Problem set.
1 > In the stewardship license guide, what was the guide written as part of?
2 > Copy word for word the passage of the stewardship license guide starting at "Te Mana Raraunga, the" and ending at "examples for each.".

Text under study.
----

A Practical Guide to creating your own Stewardship License

We wrote this guide as part of Mozilla's Data Futures Lab.

Preface

It's impractical to make a License that works for every community and every context. Instead, we provide some principles, values, and examples to guide people to develop their own licenses to serve the purpose of the communities the licenses are meant to protect.

Open technologies and open data are incredibly important for creating a fair and just society and preventing centralization of power. Unfortunately, many marginalized communities don't have the resources that enable them to benefit from open. Furthermore, the concentration of wealth by a few individuals, corporations, and nations have given the wealthy an unprecedented scale to take advantage of open data and open technologies to further centralize and grow their wealth and power. Marginalized communities should understand the risks of adopting open licenses. Instead, they are encouraged to create their own licenses using this document as a guide.

Values & Principles

There should be a clear understanding of the values and principles that represent a community before deciding on or creating a license for that community. As Te Hiku Media are a Māori organization, we can share some of the principles of Māori Data Sovereignty, most of which have universal application.

Māori Data Sovereignty Principles

Te Mana Raraunga, the Māori Data Sovereignty Network, have a helpful and concise document on Māori Data Sovereignty principles. We summarize those principles below and offer examples for each.

----

Data provided.
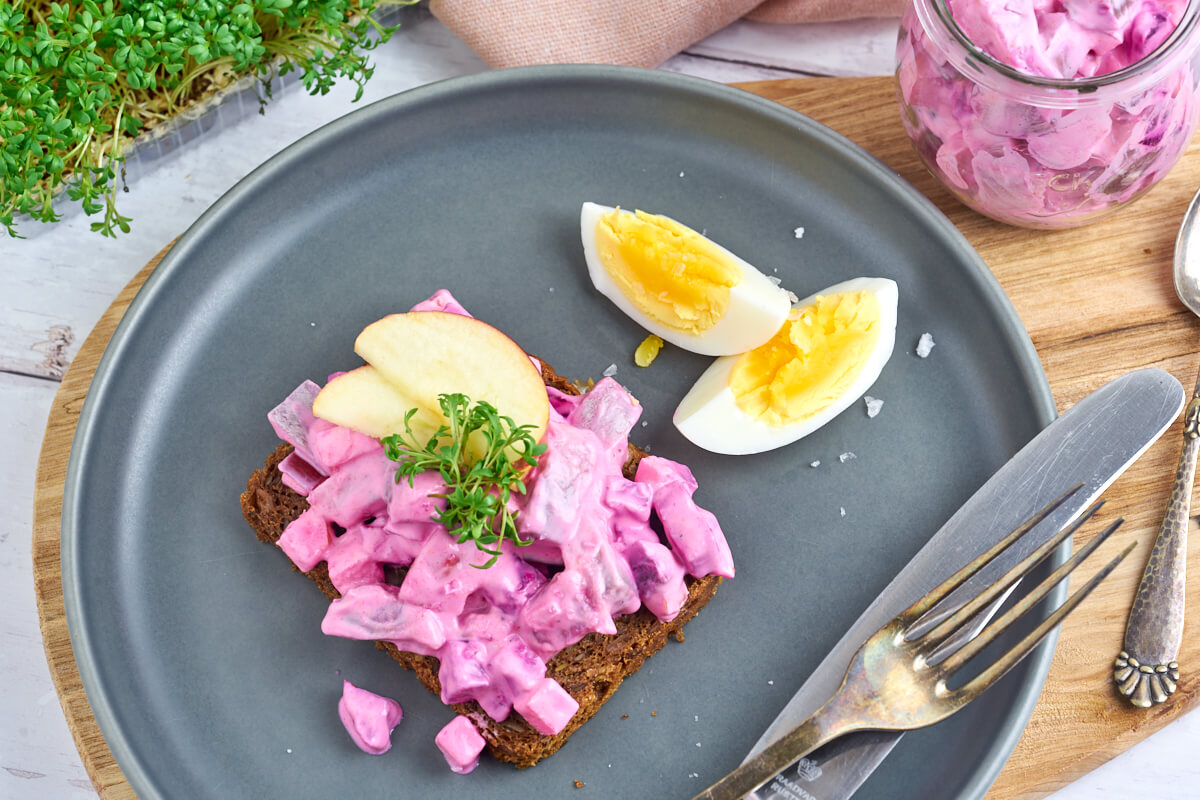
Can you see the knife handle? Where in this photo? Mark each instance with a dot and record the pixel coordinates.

----

Answers.
1 > Mozilla's Data Futures Lab.

2 >
Te Mana Raraunga, the Māori Data Sovereignty Network, have a helpful and concise document on Māori Data Sovereignty principles. We summarize those principles below and offer examples for each.